BIENNALE DE LYON 2015
par Dominique Moulon [ Octobre 2015 ]
Directeur Artistique de la Biennale de Lyon, Thierry Raspail a confié le commissariat d’exposition à Ralph Rugoff. Le titre qui a émergé de leurs échanges pour cette treizième édition, La vie moderne, fédère un grand nombre de lieux dont le Musée d’art Contemporain, celui des Confluences et la Sucrière où l’on retrouve, comme chaque année, des œuvres d’exception.
L’aura
Céleste Boursier-Mougenot,
“Aura”, 2015.

Consigne: Pourriez-vous poursuivre le texte sur la Biennale de Lyon 2015 à partir de l'endroit où il s'arrête ?

Données enregistrées:
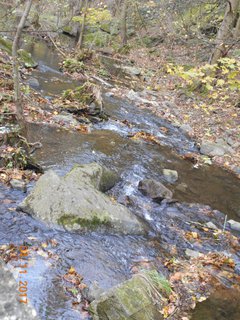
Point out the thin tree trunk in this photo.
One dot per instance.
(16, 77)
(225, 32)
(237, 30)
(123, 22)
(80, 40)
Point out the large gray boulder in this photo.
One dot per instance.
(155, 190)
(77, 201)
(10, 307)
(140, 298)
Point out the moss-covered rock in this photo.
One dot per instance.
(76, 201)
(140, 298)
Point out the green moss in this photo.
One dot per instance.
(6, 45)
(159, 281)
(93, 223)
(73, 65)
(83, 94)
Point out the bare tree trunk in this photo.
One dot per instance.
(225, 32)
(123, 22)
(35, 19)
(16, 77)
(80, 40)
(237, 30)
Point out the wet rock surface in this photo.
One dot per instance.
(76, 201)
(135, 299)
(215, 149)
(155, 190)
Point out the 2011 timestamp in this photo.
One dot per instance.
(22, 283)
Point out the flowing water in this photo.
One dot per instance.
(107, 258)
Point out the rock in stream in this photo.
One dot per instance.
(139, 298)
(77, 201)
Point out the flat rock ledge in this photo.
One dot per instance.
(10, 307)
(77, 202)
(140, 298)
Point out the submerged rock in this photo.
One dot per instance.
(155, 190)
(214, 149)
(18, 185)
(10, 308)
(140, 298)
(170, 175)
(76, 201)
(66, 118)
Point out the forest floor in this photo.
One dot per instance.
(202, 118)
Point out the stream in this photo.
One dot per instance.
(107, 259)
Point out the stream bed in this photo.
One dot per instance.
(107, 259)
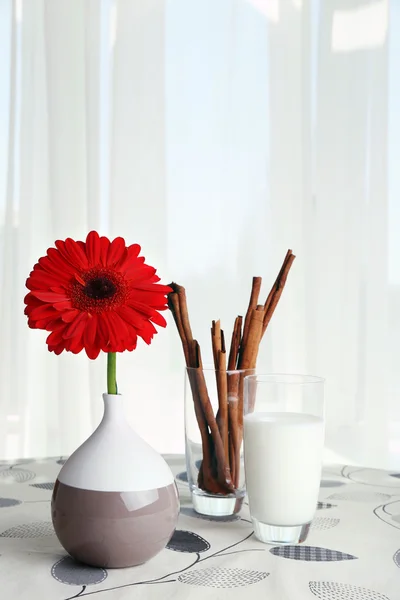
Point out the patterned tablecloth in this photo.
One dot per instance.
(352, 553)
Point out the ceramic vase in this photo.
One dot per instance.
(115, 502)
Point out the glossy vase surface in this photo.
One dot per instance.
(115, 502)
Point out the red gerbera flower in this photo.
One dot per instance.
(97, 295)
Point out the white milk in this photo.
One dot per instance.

Résultat attendu:
Céleste Boursier-Mougenot, déjà consacré à Venise, se devait d’être présenté à Lyon cette année. Et c’est avec une pièce intitulée “Aura” qu’il a investi le rez-de-chaussée de
La Sucrière. Localisée au centre sous la forme d’une batterie, elle s’inscrit dans la continuité d’“Averses” (2014) qui recevait des ondées lorsque des rayons cosmiques entraient dans son champ. Avec “Aura”, ce sont les visiteurs qui déclenchent des pluies aléatoires de noyaux de cerises au travers des champs magnétiques qui, tous, nous enveloppent puisque nous sommes porteurs de téléphones cellulaires. D’un point de vue strictement sonore, les solos qui se suivent sans jamais se ressembler sont comparables aux plus extrêmes des solos de batterie. Artiste du son s’il en est, Céleste Boursier-Mougenot aime les techniques propices à la non prédictibilité au point de ne pas les dissimuler. Quand elles lui servent à préserver l’aura - telle que Walter Benjamin l’a définie - des œuvres qu’il ne peut prédire avec exactitude.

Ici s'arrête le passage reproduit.